Exercise brief: Repeat exactly the lines from the first line of the records through the line containing "ok so I need the box for the church roof", and nothing more.

[Stored records]

· · · · ·

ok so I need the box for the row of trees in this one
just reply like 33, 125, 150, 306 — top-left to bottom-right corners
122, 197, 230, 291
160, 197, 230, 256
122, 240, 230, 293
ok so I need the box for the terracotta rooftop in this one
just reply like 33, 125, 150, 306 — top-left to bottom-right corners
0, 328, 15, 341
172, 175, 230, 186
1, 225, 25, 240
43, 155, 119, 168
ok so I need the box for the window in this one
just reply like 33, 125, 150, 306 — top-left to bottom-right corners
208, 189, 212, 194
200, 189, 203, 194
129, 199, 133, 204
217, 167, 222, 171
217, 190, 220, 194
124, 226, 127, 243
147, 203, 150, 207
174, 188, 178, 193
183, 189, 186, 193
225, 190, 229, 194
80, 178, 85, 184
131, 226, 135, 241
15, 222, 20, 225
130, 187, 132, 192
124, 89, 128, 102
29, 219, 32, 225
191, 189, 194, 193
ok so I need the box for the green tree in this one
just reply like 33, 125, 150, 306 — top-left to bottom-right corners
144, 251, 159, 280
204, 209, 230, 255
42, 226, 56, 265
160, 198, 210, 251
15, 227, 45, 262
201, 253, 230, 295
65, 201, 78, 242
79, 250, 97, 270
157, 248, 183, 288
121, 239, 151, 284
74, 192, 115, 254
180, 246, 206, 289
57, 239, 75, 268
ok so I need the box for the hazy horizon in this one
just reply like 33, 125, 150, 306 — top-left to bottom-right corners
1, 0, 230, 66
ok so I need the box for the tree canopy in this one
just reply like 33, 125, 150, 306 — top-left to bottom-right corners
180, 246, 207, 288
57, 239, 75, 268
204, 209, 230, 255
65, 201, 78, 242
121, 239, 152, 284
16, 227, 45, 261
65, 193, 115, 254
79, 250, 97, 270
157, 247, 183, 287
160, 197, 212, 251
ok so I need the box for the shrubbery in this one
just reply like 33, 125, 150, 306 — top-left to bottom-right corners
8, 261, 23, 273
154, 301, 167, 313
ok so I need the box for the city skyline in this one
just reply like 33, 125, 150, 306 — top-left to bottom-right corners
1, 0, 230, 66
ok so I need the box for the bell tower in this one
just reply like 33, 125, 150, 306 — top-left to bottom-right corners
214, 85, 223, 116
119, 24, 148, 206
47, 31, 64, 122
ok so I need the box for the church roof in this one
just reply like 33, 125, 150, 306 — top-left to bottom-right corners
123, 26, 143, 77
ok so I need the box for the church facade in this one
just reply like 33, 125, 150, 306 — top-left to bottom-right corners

· · · · ·

Final answer:
ok so I need the box for the row of trees in this one
just reply like 33, 125, 150, 306 — top-left to bottom-right corners
122, 197, 230, 291
160, 197, 230, 256
122, 240, 230, 293
ok so I need the box for the terracotta rooftop in this one
just reply like 33, 125, 150, 306 — top-left to bottom-right corners
0, 328, 15, 341
172, 175, 230, 186
1, 225, 25, 240
43, 155, 119, 168
ok so I need the box for the window in this one
just reply like 33, 125, 150, 306 — top-left to bottom-right corners
208, 189, 212, 194
200, 189, 203, 194
129, 199, 133, 204
217, 167, 222, 171
217, 190, 220, 194
124, 226, 127, 243
147, 203, 150, 207
174, 188, 178, 193
183, 189, 186, 193
225, 190, 229, 194
80, 178, 85, 184
131, 226, 135, 241
15, 222, 20, 225
130, 187, 132, 192
124, 89, 128, 102
29, 219, 32, 225
191, 189, 194, 193
ok so I need the box for the green tree in this one
just reply like 33, 125, 150, 306 — top-left to bottom-right corners
144, 251, 159, 280
204, 209, 230, 255
42, 226, 56, 265
160, 198, 210, 251
15, 227, 45, 262
201, 253, 230, 295
65, 201, 78, 242
79, 250, 97, 270
157, 248, 183, 288
121, 239, 151, 284
74, 192, 115, 254
180, 246, 206, 289
57, 239, 75, 268
ok so I need the box for the hazy horizon in this one
just reply like 33, 125, 150, 306 — top-left to bottom-right corners
1, 0, 230, 66
ok so I need the box for the tree canopy in this one
just reply like 33, 125, 150, 306 — top-left to bottom-right corners
180, 246, 207, 288
57, 239, 75, 268
204, 209, 230, 255
65, 201, 78, 242
121, 239, 152, 284
16, 227, 45, 261
65, 193, 115, 254
79, 250, 97, 270
157, 247, 183, 287
160, 197, 212, 251
ok so I need the box for the shrubbery in this one
just reply like 33, 125, 150, 306 — top-left to bottom-right corners
8, 261, 23, 273
154, 301, 167, 313
ok so I need the box for the city skyline in this one
just reply like 33, 125, 150, 306 — top-left to bottom-right corners
1, 0, 230, 66
ok so I need the box for the bell tower in this one
just reply like 33, 125, 150, 306 — top-left to bottom-right corners
214, 85, 223, 116
119, 24, 148, 206
47, 31, 64, 122
ok so I need the box for the church roof in this one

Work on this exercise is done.